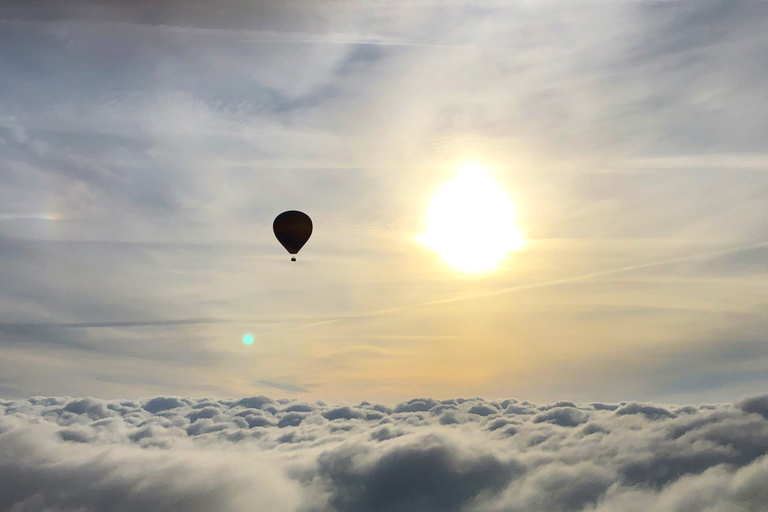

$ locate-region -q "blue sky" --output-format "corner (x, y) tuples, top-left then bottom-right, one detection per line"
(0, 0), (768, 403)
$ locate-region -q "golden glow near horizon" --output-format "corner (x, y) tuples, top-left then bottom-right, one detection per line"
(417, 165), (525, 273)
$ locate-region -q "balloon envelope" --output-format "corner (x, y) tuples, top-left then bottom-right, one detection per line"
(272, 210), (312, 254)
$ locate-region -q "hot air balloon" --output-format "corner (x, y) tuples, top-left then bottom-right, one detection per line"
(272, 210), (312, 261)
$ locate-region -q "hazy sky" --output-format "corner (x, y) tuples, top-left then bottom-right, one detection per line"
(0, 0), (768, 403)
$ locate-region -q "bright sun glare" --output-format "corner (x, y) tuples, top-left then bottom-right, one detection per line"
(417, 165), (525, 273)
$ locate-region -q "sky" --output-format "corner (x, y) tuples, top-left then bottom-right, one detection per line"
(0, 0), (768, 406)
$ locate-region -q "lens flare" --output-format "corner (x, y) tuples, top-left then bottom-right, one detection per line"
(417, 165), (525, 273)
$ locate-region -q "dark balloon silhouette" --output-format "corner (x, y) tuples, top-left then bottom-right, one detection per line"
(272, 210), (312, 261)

========================================

▸ **Work instructions**
Please render all of the material above as a JSON list of strings, one string per line, with blank lines dropped and the picture left out.

▸ **Finished task**
[
  "$ locate-region -q \"blue sky\" --output-format \"corner (x, y) tuples, top-left then bottom-right, one detection per line\"",
  "(0, 0), (768, 403)",
  "$ locate-region -q \"golden glow near horizon\" --output-format \"corner (x, y) tuples, top-left then bottom-right, one detection per line\"",
  "(417, 165), (525, 273)",
  "$ locate-region -q \"balloon envelope\" --output-format \"corner (x, y) tuples, top-left then bottom-right, one detection per line\"",
  "(272, 210), (312, 254)",
  "$ locate-region -q \"hot air balloon\" --output-format \"corner (x, y) tuples, top-left then bottom-right, one detection per line\"",
  "(272, 210), (312, 261)",
  "$ locate-region -q \"hazy sky\" --output-format \"corner (x, y) tuples, top-left then bottom-right, one detection per line\"",
  "(0, 0), (768, 403)",
  "$ locate-region -q \"bright sun glare\" --output-format \"corner (x, y) tuples, top-left then bottom-right, one detection per line\"",
  "(417, 165), (525, 273)",
  "$ locate-region -q \"sky\" --output-format \"corner (x, y) tuples, top-left then bottom-right, one detection per line\"",
  "(0, 0), (768, 406)",
  "$ locate-region -q \"lens flare\" --output-format \"corner (x, y) tuples, top-left then bottom-right, one detection per line\"",
  "(417, 165), (525, 273)",
  "$ locate-region -q \"dark balloon silhouette\" --output-format \"corner (x, y) tuples, top-left then bottom-right, one detection per line\"",
  "(272, 210), (312, 261)"
]